(Data entries)
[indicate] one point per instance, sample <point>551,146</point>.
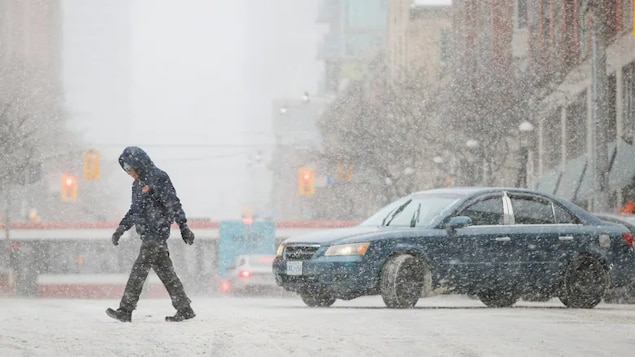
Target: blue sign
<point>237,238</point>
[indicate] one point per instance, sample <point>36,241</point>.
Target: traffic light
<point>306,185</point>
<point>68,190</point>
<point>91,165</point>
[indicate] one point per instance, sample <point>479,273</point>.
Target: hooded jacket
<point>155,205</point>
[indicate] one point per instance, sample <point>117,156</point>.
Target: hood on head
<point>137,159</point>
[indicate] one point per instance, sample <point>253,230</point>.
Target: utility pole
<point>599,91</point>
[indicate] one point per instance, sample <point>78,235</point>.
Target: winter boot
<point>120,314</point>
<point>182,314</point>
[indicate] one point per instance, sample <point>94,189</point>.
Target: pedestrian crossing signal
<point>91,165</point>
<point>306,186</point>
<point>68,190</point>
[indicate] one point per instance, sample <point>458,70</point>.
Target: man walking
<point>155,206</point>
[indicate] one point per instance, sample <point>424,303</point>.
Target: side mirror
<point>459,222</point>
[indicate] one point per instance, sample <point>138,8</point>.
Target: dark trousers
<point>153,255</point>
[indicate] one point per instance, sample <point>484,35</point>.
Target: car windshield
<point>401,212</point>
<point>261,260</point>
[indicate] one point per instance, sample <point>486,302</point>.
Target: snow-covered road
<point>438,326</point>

__Requirements__: Repeat the records above word for word, from the line containing "instance, sample <point>479,273</point>." down to the last line of the records, including both.

__In response__:
[indicate] one point per instance, sample <point>479,273</point>.
Target: hooded jacket
<point>155,205</point>
[indicate] one point per instance, sample <point>117,156</point>.
Target: hood on head
<point>137,159</point>
[indicate] one point per instance, sample <point>253,230</point>.
Target: utility pole
<point>599,91</point>
[indicate] one point per instance, sample <point>78,235</point>.
Target: winter boot
<point>120,314</point>
<point>182,314</point>
[indicate] one point per instance, sample <point>94,189</point>.
Target: pedestrian crossing signal
<point>91,165</point>
<point>306,186</point>
<point>68,190</point>
[indicate] one point per instance, sample <point>458,70</point>.
Target: man walking
<point>155,206</point>
[indicate] one point per instance, sample <point>424,303</point>.
Target: side mirror
<point>459,222</point>
[indicate] one point per instance, sample <point>138,8</point>.
Target: dark trousers
<point>153,255</point>
[indicate] one point per instance, sample <point>484,35</point>.
Target: car windshield
<point>401,212</point>
<point>261,260</point>
[indicate] one point per instance, sample <point>486,302</point>.
Target: snow-covered road
<point>438,326</point>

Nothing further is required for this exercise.